» TASK DESCRIPTION:
Reproduce the rows below verbatim, from the first line through the line holding "[249,305,264,331]", inclusive.

» TASK INPUT:
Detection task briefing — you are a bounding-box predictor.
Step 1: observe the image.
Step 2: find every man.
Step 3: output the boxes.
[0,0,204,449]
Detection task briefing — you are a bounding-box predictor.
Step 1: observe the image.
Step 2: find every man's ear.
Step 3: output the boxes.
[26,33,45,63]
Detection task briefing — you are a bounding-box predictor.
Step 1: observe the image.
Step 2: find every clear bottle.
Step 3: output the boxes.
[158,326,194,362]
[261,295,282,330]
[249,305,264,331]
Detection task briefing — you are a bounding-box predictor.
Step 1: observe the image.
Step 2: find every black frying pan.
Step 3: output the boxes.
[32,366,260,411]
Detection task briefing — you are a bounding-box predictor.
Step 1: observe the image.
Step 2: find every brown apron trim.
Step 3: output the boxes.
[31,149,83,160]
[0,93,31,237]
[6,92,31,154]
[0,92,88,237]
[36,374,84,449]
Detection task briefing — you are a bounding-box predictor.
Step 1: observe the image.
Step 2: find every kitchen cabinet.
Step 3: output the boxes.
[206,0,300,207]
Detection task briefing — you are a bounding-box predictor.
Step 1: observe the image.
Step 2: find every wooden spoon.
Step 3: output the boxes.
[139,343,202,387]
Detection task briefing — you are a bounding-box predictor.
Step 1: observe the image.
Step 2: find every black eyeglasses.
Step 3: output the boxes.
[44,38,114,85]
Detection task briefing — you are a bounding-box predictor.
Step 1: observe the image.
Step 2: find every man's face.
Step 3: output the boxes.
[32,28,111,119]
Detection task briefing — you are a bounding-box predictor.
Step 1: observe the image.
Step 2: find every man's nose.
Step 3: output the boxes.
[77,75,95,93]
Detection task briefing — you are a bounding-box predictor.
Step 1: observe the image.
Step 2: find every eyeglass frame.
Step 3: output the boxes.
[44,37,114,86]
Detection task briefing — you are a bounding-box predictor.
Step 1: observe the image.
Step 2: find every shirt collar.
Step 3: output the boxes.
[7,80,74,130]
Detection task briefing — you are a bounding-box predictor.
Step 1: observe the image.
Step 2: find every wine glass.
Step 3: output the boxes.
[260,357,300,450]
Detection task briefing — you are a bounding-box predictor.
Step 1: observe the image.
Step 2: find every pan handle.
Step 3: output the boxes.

» OUTPUT OF THE EXERCISE:
Detection task briefing — you are a bounding-box predictor.
Step 1: observe the image.
Step 2: find every man.
Step 3: output the boxes.
[0,0,204,449]
Detection task briefing — you are a bounding-box predictor.
Step 1: observe the image.
Step 2: find every man's ear.
Step 3: output the boxes.
[26,33,45,63]
Detection task briefing — you are a bounding-box predictor.
Step 1: observe the image.
Step 2: find every clear bottle.
Step 3: output the boxes.
[158,326,194,362]
[261,295,282,330]
[249,305,264,331]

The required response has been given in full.